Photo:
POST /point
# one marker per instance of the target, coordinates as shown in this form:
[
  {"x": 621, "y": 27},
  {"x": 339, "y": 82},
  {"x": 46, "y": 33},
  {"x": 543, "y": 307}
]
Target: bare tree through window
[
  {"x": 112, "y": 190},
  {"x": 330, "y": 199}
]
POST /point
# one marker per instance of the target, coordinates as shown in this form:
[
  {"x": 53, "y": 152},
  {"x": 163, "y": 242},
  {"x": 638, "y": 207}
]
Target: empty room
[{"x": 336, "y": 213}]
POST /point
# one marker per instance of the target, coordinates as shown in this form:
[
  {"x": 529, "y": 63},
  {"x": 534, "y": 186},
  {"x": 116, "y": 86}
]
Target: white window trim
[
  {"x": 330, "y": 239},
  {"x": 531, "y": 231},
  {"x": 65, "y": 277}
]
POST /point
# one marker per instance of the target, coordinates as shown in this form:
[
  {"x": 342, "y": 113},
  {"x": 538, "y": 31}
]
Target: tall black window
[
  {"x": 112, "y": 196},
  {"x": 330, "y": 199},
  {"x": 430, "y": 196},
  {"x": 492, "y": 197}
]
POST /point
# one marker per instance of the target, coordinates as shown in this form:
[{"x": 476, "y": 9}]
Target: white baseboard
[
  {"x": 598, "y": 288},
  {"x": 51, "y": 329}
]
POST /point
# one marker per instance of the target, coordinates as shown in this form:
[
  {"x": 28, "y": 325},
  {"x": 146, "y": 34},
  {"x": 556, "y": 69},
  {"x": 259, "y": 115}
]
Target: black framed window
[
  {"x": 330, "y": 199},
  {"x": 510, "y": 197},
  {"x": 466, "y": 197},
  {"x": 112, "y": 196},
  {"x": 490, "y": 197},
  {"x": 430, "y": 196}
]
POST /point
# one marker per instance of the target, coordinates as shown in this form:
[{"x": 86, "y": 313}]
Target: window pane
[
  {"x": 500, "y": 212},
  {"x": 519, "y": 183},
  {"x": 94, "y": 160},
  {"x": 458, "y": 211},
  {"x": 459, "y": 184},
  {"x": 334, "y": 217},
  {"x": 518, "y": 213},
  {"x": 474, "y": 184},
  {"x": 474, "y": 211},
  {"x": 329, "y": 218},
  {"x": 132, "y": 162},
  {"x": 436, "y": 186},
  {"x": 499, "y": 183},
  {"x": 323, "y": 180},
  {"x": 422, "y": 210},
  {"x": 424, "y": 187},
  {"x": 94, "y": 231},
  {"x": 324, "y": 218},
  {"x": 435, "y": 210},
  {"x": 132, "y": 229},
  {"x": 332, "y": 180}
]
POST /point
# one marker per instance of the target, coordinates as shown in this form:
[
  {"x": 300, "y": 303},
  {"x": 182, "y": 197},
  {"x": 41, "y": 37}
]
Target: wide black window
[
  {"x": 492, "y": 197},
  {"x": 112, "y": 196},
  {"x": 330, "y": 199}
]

**WORK INSTRUCTIONS**
Output all preceding records character for character.

**FINAL RESULT**
Photo:
POST /point
# one marker per instance of the target, coordinates as shown in this form:
[
  {"x": 621, "y": 27},
  {"x": 339, "y": 82},
  {"x": 46, "y": 33},
  {"x": 543, "y": 307}
]
Target: bare tree through window
[
  {"x": 112, "y": 190},
  {"x": 330, "y": 199}
]
POST /point
# one marker per instance of the target, coordinates as shown in this form:
[
  {"x": 53, "y": 152},
  {"x": 163, "y": 242},
  {"x": 638, "y": 207}
]
Target: empty room
[{"x": 336, "y": 213}]
POST /point
# one marker per instance of the target, coordinates as shown in this form:
[
  {"x": 529, "y": 63},
  {"x": 534, "y": 186},
  {"x": 116, "y": 86}
]
Target: white window trim
[
  {"x": 330, "y": 239},
  {"x": 531, "y": 231},
  {"x": 65, "y": 277}
]
POST /point
# one marker per instance of the target, coordinates as shown in this form:
[
  {"x": 342, "y": 113},
  {"x": 538, "y": 31}
]
Target: tall black window
[
  {"x": 112, "y": 196},
  {"x": 330, "y": 199},
  {"x": 430, "y": 196},
  {"x": 492, "y": 197}
]
POST /point
# one marker per instance of the target, coordinates as shown in this form:
[{"x": 476, "y": 9}]
Target: white baseboard
[
  {"x": 598, "y": 288},
  {"x": 51, "y": 329}
]
POST /point
# one marker per instance of the target, coordinates as shown in this form:
[
  {"x": 28, "y": 325},
  {"x": 146, "y": 34},
  {"x": 556, "y": 69},
  {"x": 259, "y": 115}
]
Target: black framed window
[
  {"x": 330, "y": 199},
  {"x": 510, "y": 197},
  {"x": 466, "y": 197},
  {"x": 112, "y": 196},
  {"x": 490, "y": 197},
  {"x": 430, "y": 196}
]
POST /point
# one marker per instance of the target, coordinates as shown in this form:
[{"x": 86, "y": 313}]
Target: window pane
[
  {"x": 500, "y": 212},
  {"x": 519, "y": 183},
  {"x": 94, "y": 160},
  {"x": 458, "y": 211},
  {"x": 459, "y": 184},
  {"x": 334, "y": 217},
  {"x": 518, "y": 213},
  {"x": 474, "y": 184},
  {"x": 474, "y": 211},
  {"x": 329, "y": 218},
  {"x": 132, "y": 162},
  {"x": 436, "y": 186},
  {"x": 499, "y": 183},
  {"x": 323, "y": 180},
  {"x": 422, "y": 210},
  {"x": 424, "y": 187},
  {"x": 94, "y": 231},
  {"x": 324, "y": 218},
  {"x": 435, "y": 210},
  {"x": 132, "y": 229},
  {"x": 332, "y": 180}
]
POST /point
# one marker per instance of the target, coordinates as shown in this form:
[
  {"x": 300, "y": 303},
  {"x": 182, "y": 197},
  {"x": 41, "y": 37}
]
Target: wide black window
[
  {"x": 492, "y": 197},
  {"x": 112, "y": 196},
  {"x": 330, "y": 199}
]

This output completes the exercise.